_Dataset items_:
****************************************

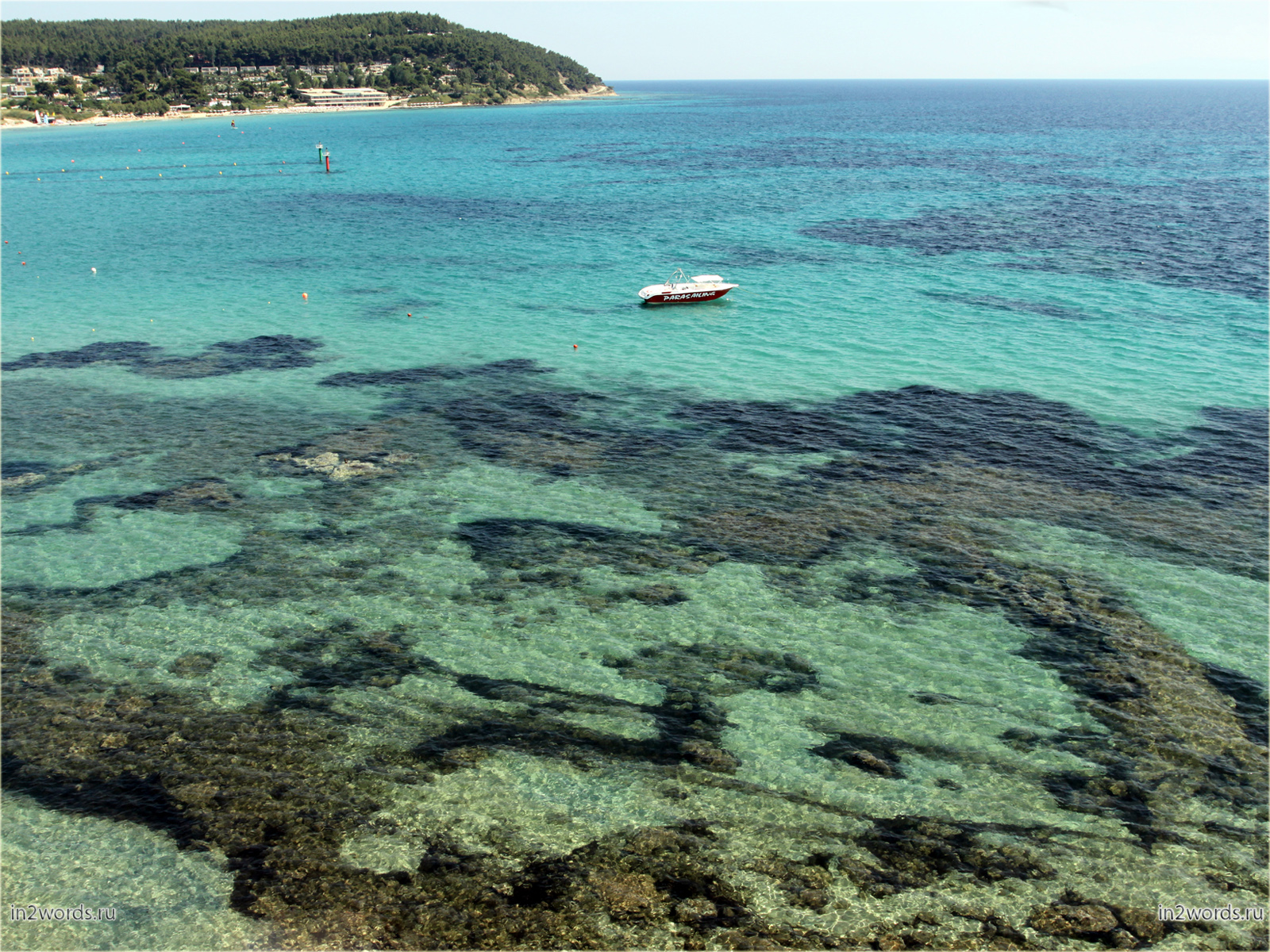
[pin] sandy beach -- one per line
(591, 93)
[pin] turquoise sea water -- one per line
(921, 575)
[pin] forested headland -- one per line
(149, 63)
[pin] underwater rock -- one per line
(277, 352)
(190, 498)
(768, 536)
(689, 727)
(1081, 232)
(718, 670)
(867, 752)
(194, 664)
(565, 547)
(126, 352)
(1092, 920)
(916, 850)
(352, 454)
(273, 352)
(1230, 444)
(535, 428)
(425, 374)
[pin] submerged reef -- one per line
(516, 666)
(276, 352)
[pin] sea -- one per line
(381, 573)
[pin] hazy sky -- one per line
(817, 38)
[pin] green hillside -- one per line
(425, 54)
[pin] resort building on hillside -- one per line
(361, 95)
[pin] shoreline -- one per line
(591, 93)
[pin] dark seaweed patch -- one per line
(127, 352)
(1115, 797)
(21, 467)
(276, 352)
(192, 497)
(1212, 240)
(719, 670)
(916, 850)
(279, 352)
(124, 797)
(341, 657)
(1232, 443)
(897, 432)
(867, 752)
(554, 552)
(1249, 696)
(689, 727)
(425, 374)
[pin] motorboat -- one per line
(681, 290)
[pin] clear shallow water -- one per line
(926, 569)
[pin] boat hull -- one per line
(686, 296)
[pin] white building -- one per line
(360, 95)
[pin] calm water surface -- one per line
(914, 589)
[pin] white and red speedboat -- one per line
(679, 290)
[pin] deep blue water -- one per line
(933, 558)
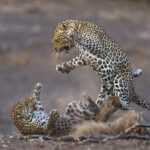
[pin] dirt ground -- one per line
(27, 57)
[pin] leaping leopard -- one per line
(103, 54)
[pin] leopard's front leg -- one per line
(66, 67)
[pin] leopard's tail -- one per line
(141, 102)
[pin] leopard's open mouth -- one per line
(65, 49)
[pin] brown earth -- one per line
(27, 57)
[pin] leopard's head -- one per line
(59, 37)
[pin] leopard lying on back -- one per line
(103, 54)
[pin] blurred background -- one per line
(27, 57)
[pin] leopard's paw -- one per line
(63, 68)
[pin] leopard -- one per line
(99, 51)
(28, 114)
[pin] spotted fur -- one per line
(103, 54)
(28, 114)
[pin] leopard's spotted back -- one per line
(103, 54)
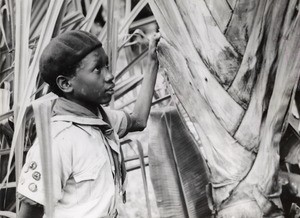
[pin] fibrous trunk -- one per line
(234, 77)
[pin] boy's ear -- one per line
(64, 84)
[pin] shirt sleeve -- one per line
(120, 121)
(31, 183)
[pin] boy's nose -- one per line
(109, 77)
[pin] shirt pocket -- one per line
(87, 181)
(90, 171)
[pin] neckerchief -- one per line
(67, 110)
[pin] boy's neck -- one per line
(93, 108)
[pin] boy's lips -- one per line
(110, 90)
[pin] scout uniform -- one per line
(87, 165)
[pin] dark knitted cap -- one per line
(64, 52)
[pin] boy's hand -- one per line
(152, 45)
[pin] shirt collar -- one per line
(66, 110)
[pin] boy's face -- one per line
(93, 84)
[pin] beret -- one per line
(64, 53)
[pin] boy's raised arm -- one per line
(141, 110)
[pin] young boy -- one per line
(88, 168)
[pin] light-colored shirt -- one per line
(83, 171)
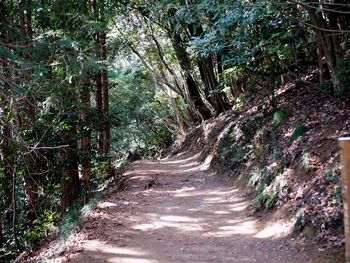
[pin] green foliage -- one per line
(280, 117)
(299, 131)
(138, 110)
(75, 217)
(344, 77)
(44, 226)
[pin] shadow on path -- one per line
(191, 216)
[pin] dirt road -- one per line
(186, 214)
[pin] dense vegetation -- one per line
(85, 82)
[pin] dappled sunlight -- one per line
(106, 204)
(246, 228)
(188, 213)
(277, 229)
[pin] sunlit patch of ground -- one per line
(189, 217)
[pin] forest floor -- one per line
(177, 210)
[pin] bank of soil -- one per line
(177, 210)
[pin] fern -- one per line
(300, 130)
(280, 117)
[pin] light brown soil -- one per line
(191, 216)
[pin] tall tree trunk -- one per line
(98, 100)
(206, 70)
(30, 112)
(185, 64)
(2, 240)
(105, 96)
(86, 140)
(71, 183)
(329, 42)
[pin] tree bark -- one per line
(71, 184)
(86, 140)
(98, 102)
(185, 64)
(329, 42)
(105, 96)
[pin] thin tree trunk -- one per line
(86, 140)
(193, 90)
(105, 96)
(328, 43)
(98, 100)
(71, 183)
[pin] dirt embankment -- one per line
(285, 156)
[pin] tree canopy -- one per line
(85, 82)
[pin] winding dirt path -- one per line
(191, 216)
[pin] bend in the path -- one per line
(190, 217)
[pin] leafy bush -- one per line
(280, 117)
(299, 130)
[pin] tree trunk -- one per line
(98, 102)
(329, 43)
(2, 240)
(193, 90)
(86, 140)
(105, 96)
(206, 70)
(71, 183)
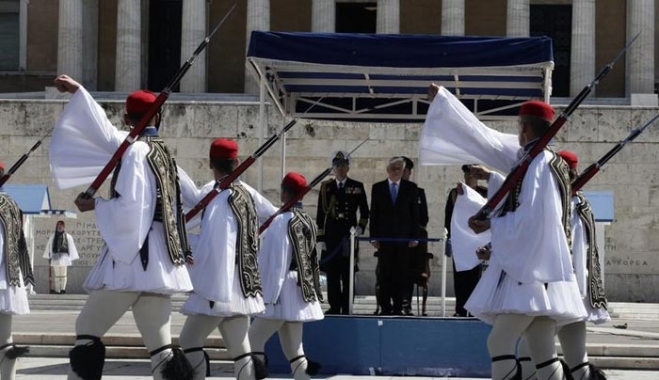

****************************************

_WORK TO COMPLETE_: Count the lines in the records above that contain the string "patch" and give only that number.

_OUTPUT_: 2